▶ TEXT SEGMENT
-------

Mesa (master): gallium/u_threaded: split draws that don't fit in a batch

Wed Apr 7 08:26:52 UTC 2021

Module: Mesa
Branch: master
Commit: 363c1ef0c0e10781799abe87ace5cc87621eb3bf
URL:    http://cgit.freedesktop.org/mesa/mesa/commit/?id=363c1ef0c0e10781799abe87ace5cc87621eb3bf

Author: Pierre-Eric Pelloux-Prayer <pierre-eric.pelloux-prayer at amd.com>
Date:   Tue Mar 30 15:51:50 2021 +0200

gallium/u_threaded: split draws that don't fit in a batch

Multidraws with large draw count will try to call tc_add_slot_based_call
with a payload larger than TC_CALLS_PER_BATCH.

This commit split these draws in multiple commands to avoid this issue.

Cc: mesa-stable
Closes: https://gitlab.freedesktop.org/mesa/mesa/-/issues/4534
Reviewed-by: Marek Olšák <marek.olsak at amd.com>
Part-of: <https://gitlab.freedesktop.org/mesa/mesa/-/merge_requests/9920>

---

 src/gallium/auxiliary/util/u_threaded_context.c | 100 ++++++++++++++++--------
 1 file changed, 69 insertions(+), 31 deletions(-)

-------

▶ YOUR TASKS
1) Answer these questions from the commit notice:
(a) Which branch was the change committed to?
(b) Who reviewed the change?
(c) How many insertions and deletions does the change make?
2) From the commit notice, quote the part that opens with the words containing "Wed Apr 7 08:26:52" and closes with "larger than TC_CALLS_PER_BATCH.".
3) Decide whether each statement agrees with the commit notice. Answer yes or no, and quote the words that settle it.
(a) The change modifies more than one file.
(b) The commit splits oversized draws into multiple commands.
(c) The problem occurs with multidraws that have a small draw count.

▶ DATA
-------

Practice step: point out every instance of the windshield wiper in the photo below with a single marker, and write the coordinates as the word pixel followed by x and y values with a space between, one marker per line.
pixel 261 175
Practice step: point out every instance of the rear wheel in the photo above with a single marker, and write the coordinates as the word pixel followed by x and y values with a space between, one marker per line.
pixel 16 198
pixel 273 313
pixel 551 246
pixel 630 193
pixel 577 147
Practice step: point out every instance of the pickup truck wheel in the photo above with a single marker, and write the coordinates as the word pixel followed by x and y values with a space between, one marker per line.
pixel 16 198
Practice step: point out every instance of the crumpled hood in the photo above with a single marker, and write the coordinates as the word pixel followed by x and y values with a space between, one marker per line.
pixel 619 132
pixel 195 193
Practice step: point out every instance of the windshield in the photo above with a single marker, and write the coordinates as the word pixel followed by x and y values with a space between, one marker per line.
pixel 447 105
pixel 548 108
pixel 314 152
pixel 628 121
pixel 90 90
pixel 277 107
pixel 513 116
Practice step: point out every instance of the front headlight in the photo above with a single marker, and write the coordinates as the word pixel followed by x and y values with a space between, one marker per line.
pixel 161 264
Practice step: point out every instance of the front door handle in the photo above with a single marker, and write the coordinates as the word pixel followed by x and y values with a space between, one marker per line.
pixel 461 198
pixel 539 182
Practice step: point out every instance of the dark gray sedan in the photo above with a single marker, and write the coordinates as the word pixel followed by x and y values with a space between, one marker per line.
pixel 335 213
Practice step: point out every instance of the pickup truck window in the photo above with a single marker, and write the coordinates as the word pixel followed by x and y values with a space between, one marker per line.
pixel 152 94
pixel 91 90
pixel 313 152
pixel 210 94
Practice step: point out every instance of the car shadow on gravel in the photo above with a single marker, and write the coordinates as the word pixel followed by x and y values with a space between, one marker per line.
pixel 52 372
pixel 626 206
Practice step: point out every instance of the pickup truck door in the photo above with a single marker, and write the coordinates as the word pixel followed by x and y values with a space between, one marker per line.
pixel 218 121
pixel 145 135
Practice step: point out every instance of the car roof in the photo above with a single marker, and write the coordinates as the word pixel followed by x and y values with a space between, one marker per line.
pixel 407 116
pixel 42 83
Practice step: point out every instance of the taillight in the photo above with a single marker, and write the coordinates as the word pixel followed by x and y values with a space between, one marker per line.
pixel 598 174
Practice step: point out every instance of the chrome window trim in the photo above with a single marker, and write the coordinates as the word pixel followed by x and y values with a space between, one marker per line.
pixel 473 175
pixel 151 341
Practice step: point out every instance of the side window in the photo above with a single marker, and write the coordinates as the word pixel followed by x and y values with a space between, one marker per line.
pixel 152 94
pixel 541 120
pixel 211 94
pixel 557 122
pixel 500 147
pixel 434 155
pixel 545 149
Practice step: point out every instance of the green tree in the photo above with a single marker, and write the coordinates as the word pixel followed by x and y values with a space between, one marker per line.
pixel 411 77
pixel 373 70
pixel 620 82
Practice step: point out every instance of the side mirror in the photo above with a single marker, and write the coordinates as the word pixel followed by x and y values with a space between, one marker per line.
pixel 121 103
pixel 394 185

-------

▶ SET OF ANSWERS
1)
(a) master
(b) Marek Olšák
(c) 69 insertions and 31 deletions

2)
Wed Apr 7 08:26:52 UTC 2021

Module: Mesa
Branch: master
Commit: 363c1ef0c0e10781799abe87ace5cc87621eb3bf
URL:    http://cgit.freedesktop.org/mesa/mesa/commit/?id=363c1ef0c0e10781799abe87ace5cc87621eb3bf

Author: Pierre-Eric Pelloux-Prayer <pierre-eric.pelloux-prayer at amd.com>
Date:   Tue Mar 30 15:51:50 2021 +0200

gallium/u_threaded: split draws that don't fit in a batch

Multidraws with large draw count will try to call tc_add_slot_based_call
with a payload larger than TC_CALLS_PER_BATCH.

3)
(a) No: "1 file changed"
(b) Yes: "This commit split these draws in multiple commands to avoid this issue."
(c) No: "Multidraws with large draw count will try to call tc_add_slot_based_call"